═════ Supplied data ═════

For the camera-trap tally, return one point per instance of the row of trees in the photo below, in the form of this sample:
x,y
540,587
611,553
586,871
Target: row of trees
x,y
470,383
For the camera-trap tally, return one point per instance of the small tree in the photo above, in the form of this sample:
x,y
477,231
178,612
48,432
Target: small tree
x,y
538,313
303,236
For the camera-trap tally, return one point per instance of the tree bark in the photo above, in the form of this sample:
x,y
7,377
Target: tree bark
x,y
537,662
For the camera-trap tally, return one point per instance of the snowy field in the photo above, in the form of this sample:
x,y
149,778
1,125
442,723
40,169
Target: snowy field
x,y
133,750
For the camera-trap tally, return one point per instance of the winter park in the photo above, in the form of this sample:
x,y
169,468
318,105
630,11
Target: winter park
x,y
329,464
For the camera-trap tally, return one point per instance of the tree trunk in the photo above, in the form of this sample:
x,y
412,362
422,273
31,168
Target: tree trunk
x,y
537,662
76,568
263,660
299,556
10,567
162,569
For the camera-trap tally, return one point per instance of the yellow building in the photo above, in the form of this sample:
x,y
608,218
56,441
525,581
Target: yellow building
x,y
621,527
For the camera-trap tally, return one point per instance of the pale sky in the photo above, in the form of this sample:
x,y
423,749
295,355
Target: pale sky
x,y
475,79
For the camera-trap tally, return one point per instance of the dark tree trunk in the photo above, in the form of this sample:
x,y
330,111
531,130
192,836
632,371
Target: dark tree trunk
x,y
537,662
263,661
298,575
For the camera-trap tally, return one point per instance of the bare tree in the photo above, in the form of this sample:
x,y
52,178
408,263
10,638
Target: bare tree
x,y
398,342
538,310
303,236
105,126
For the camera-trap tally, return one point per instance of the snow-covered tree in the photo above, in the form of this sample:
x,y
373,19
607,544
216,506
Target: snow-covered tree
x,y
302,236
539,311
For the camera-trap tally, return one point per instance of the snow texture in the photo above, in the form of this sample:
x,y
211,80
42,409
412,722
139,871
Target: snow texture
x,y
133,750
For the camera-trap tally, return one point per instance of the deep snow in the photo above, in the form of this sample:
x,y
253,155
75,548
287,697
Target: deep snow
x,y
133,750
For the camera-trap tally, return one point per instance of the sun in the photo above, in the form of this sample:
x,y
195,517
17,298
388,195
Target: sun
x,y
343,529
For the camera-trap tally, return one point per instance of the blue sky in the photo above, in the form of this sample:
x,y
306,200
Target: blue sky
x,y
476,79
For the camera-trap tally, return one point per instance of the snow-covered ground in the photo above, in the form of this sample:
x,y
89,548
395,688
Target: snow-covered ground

═════

What this task involves
Quote, word for word, every line starting at the one that contains "the snow-covered tree" and ending with the final line of the entries.

Solution to the exercise
For the camera-trap tally, return one point per instance of the snow-covered tree in the photo above, in the form of this sample:
x,y
373,19
607,544
216,506
Target: snow-covered tree
x,y
302,236
539,311
For the camera-trap tally, return one point per instance of the snow texture in the photo above, in the form of this sample:
x,y
211,80
42,409
412,722
139,871
Target: snow texture
x,y
133,750
For the camera-trap tally, return one point per instance of the deep snow in the photo above, in the form of this sample:
x,y
253,155
75,548
287,697
Target: deep snow
x,y
133,750
For the camera-trap tally, return one point per instance of the sun in the photo above, in the form of this sample:
x,y
195,517
17,298
388,195
Target: sun
x,y
343,529
For the camera-trap tally, return one point per instance of the blue sky in the photo above, in the form of this sample:
x,y
306,200
Target: blue sky
x,y
476,79
For the camera-trap tally, return one point per instance of the snow-covered ground in the photo above, in the form of this sample:
x,y
89,548
395,688
Target: snow-covered ground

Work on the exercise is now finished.